— Stored data —
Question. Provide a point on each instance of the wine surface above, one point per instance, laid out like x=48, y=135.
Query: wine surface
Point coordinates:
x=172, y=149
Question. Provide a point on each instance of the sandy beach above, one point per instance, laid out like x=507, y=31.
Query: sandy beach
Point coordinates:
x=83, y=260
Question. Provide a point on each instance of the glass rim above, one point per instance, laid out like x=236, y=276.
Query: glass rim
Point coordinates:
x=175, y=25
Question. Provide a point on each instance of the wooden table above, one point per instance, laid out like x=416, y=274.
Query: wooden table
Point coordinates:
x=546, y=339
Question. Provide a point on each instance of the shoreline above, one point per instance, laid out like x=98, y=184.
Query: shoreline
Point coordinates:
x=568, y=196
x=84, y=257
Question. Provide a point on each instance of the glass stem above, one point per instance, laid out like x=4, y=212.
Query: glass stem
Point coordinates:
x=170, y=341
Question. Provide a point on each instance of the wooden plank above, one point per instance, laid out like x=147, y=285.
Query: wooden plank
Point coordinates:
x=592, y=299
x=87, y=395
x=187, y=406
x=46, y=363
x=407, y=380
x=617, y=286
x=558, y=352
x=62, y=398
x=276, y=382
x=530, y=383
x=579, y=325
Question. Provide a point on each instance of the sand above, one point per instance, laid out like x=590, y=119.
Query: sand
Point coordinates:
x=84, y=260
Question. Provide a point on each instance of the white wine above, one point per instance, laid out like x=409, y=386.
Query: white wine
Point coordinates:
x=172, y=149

— Given problem —
Starting at the line that contains "Question. Provide a point on each instance of the sandy", retype each line through the end of the listing above and nothing else.

— Output of the exercise —
Question. Provide a point on each instance of the sandy beach above, one point per instance, laid out like x=507, y=31.
Query: sandy beach
Point coordinates:
x=83, y=260
Question. Provide a point on each instance of the glass rim above, one point per instance, laid out like x=236, y=276.
Query: glass rim
Point coordinates:
x=175, y=25
Question. Provide a point on each instance of the wooden table above, one point per instance, laid out like x=416, y=274.
Query: wooden table
Point coordinates:
x=546, y=339
Question. Provide a point on each instance of the shoreline above, one point per instance, laid out like x=98, y=184.
Query: shoreline
Point coordinates:
x=568, y=196
x=84, y=257
Question. Provide a point on each instance of the glass stem above, one point per instance, laid out like x=4, y=212.
Query: glass stem
Point coordinates:
x=170, y=341
Question. Provide a point on each instance of the wooden plank above, one point per instance, laid out like x=147, y=285.
Query: wooden plank
Point coordinates:
x=592, y=299
x=87, y=395
x=187, y=406
x=46, y=363
x=407, y=380
x=617, y=286
x=558, y=352
x=62, y=398
x=276, y=382
x=530, y=383
x=579, y=325
Question. Provide a point on each instance of the sand above, one point per instance, laid out like x=590, y=119.
Query: sand
Point coordinates:
x=84, y=260
Question. Provide a point on each instance of the white wine above, one point per instance, laid out like x=409, y=386.
Query: white wine
Point coordinates:
x=172, y=149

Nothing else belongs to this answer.